# MATERIAL
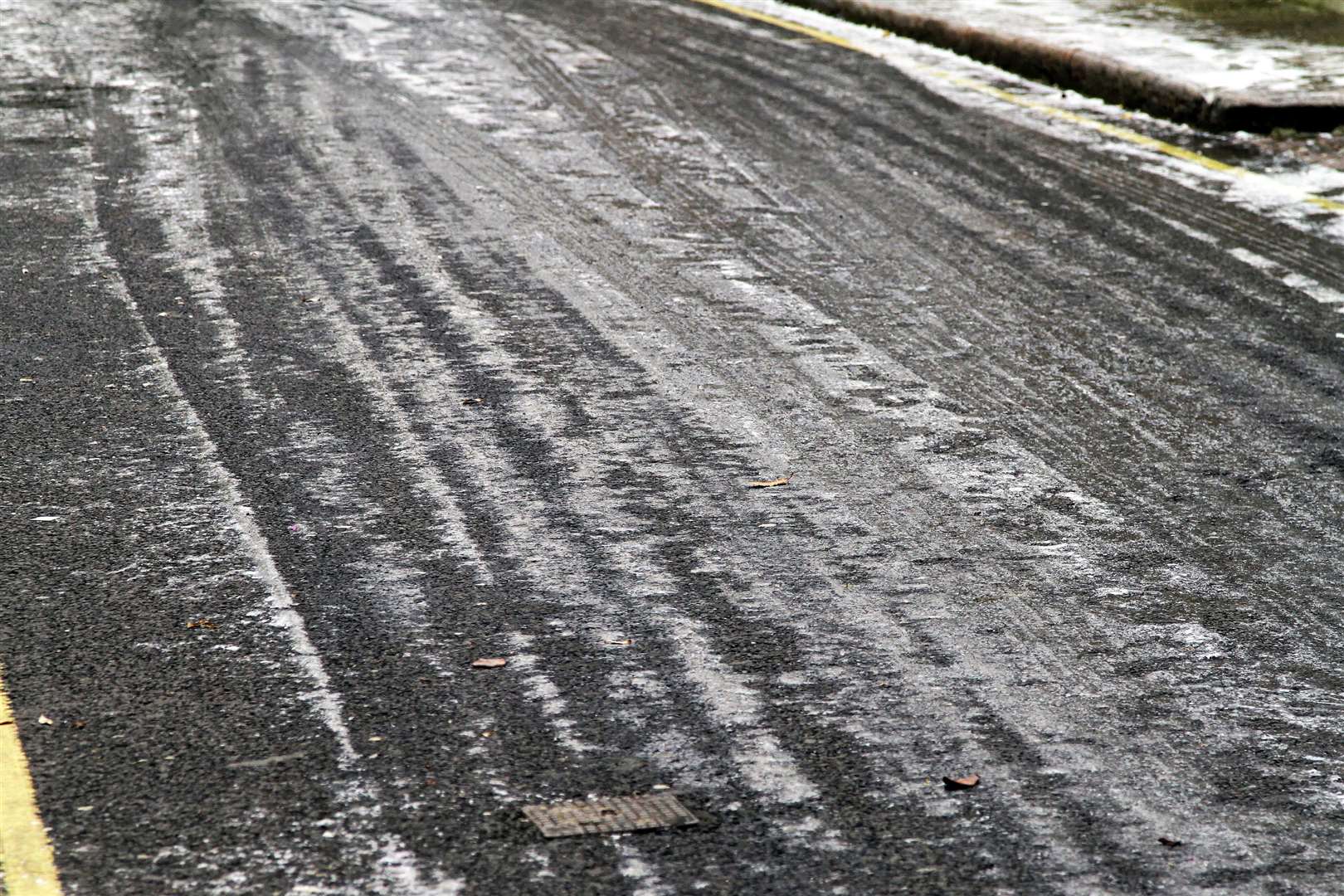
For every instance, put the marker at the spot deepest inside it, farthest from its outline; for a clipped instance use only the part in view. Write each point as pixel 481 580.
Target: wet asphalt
pixel 346 344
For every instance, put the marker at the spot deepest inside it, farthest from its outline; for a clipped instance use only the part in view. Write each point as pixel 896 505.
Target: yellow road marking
pixel 1064 114
pixel 26 857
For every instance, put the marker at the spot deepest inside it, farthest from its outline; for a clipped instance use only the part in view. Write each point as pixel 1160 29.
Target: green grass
pixel 1311 21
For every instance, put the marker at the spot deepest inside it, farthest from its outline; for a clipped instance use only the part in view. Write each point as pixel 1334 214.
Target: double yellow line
pixel 26 856
pixel 1055 112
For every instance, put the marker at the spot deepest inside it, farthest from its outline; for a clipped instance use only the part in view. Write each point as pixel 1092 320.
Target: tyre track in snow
pixel 491 325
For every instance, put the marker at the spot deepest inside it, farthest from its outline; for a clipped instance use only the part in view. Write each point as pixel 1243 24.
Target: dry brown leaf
pixel 962 783
pixel 767 484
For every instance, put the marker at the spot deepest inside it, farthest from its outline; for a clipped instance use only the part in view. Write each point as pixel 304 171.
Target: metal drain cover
pixel 609 816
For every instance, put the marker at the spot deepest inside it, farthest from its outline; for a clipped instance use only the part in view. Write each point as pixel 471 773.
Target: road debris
pixel 960 783
pixel 767 484
pixel 609 816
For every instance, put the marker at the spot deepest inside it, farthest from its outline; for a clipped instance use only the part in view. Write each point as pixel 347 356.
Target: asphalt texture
pixel 346 344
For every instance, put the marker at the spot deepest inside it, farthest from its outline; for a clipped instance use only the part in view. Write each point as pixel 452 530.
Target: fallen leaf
pixel 767 484
pixel 962 783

# TASK
Render all of the entries above as a numbered list with no blank lines, and leave out the pictures.

# THE OUTPUT
1. For every instance, put the marker at the spot deepest inside it, farthest from its outline; for a clipped instance use only the part in view. Write each point as pixel 481 580.
2. Target: wet asphalt
3. pixel 346 344
4. For every instance, put the marker at the spot deepest inside it, farthest from its outline; for a clipped instance use only the part in view. Write each point as pixel 896 505.
5. Target: yellow road marking
6. pixel 1064 114
7. pixel 26 857
8. For every instance, put the marker at the spot deepest inside it, farthest from its outline; for a clipped instance use only the part in view. Write each point as pixel 1160 29.
9. Target: green grass
10. pixel 1311 21
11. For every instance, put the marker at the spot deepest inside it, farthest from its outline; for a clipped instance use only the part in view. Write each point as pixel 1334 214.
12. Target: double yellow line
13. pixel 26 856
14. pixel 1055 112
15. For every instance, put the marker at the spot deepest inside it, farthest from its outline; for a clipped instance use only the part in view. Write each point as pixel 1092 320.
16. Target: tyre track in snow
17. pixel 491 325
18. For every instance, put the marker at the spot deepest inside it, farthest from its outline; for a clipped instance use only the part in view. Write each point as pixel 1243 24.
19. Target: dry brown leaf
20. pixel 962 783
21. pixel 767 484
22. For every instance, put the marker at the spot deepest inside it, farthest from its outline; for a clipped instance use only the part in view. Write each point as pixel 304 171.
23. Target: metal drain cover
24. pixel 609 816
25. For every instance, put the marker at the spot deepest inside it, farthest from its outline; for a clipped instance use only the part in view. Write each point as pixel 471 773.
26. Target: road debris
27. pixel 960 783
28. pixel 767 484
29. pixel 609 816
30. For every instance, put the marker at the spot deepest inside it, farthest from its outline; for a clipped instance use only the part in view. Write each point as pixel 347 356.
31. Target: asphalt texture
32. pixel 346 344
33. For every instance, put the marker at the spot deepest inside it, farthest from its outline; for a clipped instance use only the part in view. Write each point as pixel 452 530.
34. Target: fallen leaf
35. pixel 767 484
36. pixel 962 783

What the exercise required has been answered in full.